> _Records for this task_:
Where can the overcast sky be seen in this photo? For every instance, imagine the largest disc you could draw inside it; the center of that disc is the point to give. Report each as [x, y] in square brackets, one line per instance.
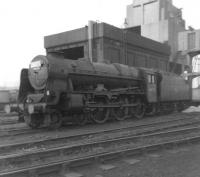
[25, 22]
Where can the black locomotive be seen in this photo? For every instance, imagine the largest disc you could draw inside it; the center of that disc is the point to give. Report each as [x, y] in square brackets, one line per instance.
[55, 90]
[65, 86]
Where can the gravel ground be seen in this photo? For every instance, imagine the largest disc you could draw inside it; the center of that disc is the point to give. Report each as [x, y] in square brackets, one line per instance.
[179, 162]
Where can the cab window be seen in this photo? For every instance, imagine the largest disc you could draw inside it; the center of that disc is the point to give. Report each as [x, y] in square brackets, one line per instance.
[151, 79]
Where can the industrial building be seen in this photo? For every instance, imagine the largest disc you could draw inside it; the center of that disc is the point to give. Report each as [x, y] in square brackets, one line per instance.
[160, 20]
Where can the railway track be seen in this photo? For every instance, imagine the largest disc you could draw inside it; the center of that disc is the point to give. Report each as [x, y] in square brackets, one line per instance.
[92, 136]
[12, 131]
[39, 160]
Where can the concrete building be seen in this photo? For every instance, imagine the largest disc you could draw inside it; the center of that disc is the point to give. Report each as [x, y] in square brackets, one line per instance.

> _To be done_: Reproduce each line word for word and drop the pictures.

> _Response below_:
Where can the overcast sky be seen in this photo? For every instance, imagine the largest disc you could draw inside it; the center of that disc is the point to give. Report each as [x, y] in square brackets, one line per instance.
[25, 22]
Where can the black locomotive be seen in this photo? For every instance, imagine the largest disc you could draw inside it; the center of that disc is the point to give. Report each as [x, y] in square brackets, one line per instance.
[55, 90]
[65, 86]
Where can the gravel ground be seen in this photo? For every instance, imagine the largest disc you could draw inside it; the center of that disc is the point to give. Report each as [x, y] in square brackets, one line per instance.
[179, 162]
Where can the cab window be seen in this photo? For every instance, imagine the largest disc you could draw inside it; the center of that disc is the point to give. Report each as [x, y] in square brackets, one line per instance.
[151, 79]
Where can the industrial building be seen in this photo? For every instance, imagine the largest disc you could draw inside it; the center of that disc is the point to give. Report each as [x, y] in square brackets, one line per instance.
[160, 20]
Where can the railway track be seen in this photo? For every instance, imagine the largest disc you could draw inside it; the center of that disc is the point to give. Report each as [x, y] in square brackets, one line per instance.
[92, 136]
[12, 131]
[39, 160]
Where can the concrete building be seen in this photo? For every instance, imagine the largest disc you could draw inside it; the center of that disc is the point to give. Report each as [x, y] in square brackets, one line per instance.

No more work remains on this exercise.